▶ Given data
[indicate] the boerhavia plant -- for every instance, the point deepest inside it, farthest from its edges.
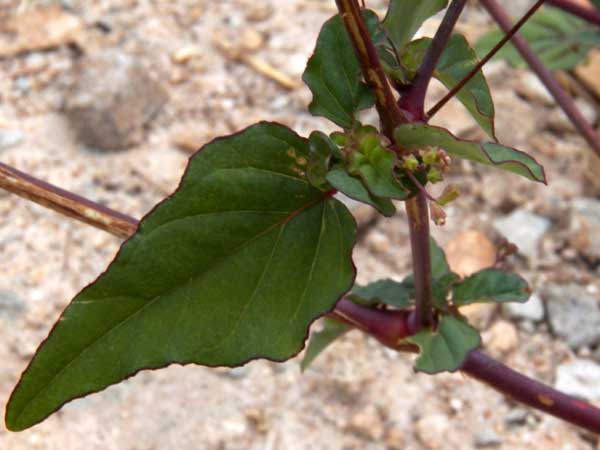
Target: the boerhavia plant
(253, 246)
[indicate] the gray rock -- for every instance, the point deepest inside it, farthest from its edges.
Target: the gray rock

▶ Task directions
Give back every entry in its exact wording, leaving the pictures out.

▶ Exercise output
[indicate] the boerhavia plant -- for every instance, the point deepest inside it, farthest from its edges.
Target: the boerhavia plant
(253, 246)
[indicate] the gray rock -- for every instance, the point deepest inside it, farthest from its edges.
Target: the gray rock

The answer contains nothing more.